Excerpted text START

Estate Planning Attorney - Baron Law

I Need Medicaid, How Can I Keep My Home?

Baron Law LLC, Cleveland, Ohio, offers information for you to reflect upon while you are setting out looking for an estate planning attorney to help protect as much of your assets as you can. For more comprehensive information contact Baron Law Cleveland to draft your comprehensive estate plan to endeavor to keep more of your assets for your heirs and not hand them over to the government by way of taxes.

Caring for elderly loved ones, yourself or others, is not cheap. Assisted living facilities, nursing homes, and hospice care can easily run thousands of dollars a month and, as such, most people cannot afford to pay for it out of pocket for very long. We’ve all heard the horror stories, people stuck in dilapidated or abusive care facilities or having to spend every last cent just for a bed in a proper facility. No one expects to spend the last years of their lives in such an appalling state, but tragically, it happens more often than you think. To combat this, many resort to relying on government assistance to pay for managed care. To qualify for that assistance, however, many people must “spend down” their assets or reduce their income in order to become eligible for government programs, namely Medicaid.

The thought of having to choose between either having a fire sale and/or willingly living in a crummy facility and/or becoming a burden on your family is hardly an attractive prospect. Everyone wants to pass as much of their money and assets on to friends and family and no one wants to become a burden. Medicaid is well aware of this and imposes a five-year “look back” period for eligibility to ensure that people don’t simply transfer their money and assets away to qualify for government benefits.

Excerpted text END

[Exercise prompt]: According to the text on Medicaid and keeping your home, how long is the "look back" period that Medicaid imposes for eligibility?

Data records START

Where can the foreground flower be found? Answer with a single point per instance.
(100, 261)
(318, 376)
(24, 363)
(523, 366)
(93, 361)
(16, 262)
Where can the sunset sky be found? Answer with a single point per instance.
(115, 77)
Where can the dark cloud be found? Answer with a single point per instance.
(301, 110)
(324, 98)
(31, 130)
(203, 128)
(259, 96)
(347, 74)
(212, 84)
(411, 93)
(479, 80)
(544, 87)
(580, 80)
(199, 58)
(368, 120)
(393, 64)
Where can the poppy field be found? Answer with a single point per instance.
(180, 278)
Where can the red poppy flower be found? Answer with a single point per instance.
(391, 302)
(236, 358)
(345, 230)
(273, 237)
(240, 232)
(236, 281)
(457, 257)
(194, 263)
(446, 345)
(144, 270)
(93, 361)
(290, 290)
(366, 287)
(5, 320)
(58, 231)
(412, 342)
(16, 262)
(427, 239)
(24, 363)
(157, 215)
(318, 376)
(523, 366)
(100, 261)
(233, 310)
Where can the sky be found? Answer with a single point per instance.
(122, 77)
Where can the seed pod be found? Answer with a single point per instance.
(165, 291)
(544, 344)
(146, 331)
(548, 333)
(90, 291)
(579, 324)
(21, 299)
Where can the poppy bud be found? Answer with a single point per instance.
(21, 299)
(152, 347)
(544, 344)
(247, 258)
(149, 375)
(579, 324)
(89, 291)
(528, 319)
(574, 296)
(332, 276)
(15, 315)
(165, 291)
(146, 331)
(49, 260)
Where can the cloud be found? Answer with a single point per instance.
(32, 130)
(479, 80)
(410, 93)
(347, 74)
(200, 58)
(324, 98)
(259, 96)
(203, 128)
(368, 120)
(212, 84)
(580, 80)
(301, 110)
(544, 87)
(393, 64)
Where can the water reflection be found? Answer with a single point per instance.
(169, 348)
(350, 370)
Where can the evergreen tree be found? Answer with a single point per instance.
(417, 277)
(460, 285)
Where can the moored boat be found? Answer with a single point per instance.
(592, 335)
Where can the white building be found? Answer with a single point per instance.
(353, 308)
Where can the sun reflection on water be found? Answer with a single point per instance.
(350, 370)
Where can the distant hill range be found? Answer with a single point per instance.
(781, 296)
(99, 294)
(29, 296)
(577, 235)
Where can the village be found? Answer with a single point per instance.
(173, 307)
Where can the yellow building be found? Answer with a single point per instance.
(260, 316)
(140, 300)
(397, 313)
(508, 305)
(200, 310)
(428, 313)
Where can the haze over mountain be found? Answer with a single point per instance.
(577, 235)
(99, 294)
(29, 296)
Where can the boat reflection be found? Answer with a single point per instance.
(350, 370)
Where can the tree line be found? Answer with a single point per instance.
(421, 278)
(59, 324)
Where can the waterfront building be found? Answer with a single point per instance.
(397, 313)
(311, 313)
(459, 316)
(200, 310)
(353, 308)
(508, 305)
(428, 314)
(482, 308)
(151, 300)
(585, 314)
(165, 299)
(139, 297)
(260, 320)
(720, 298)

Data records END

[Response area]: Five years.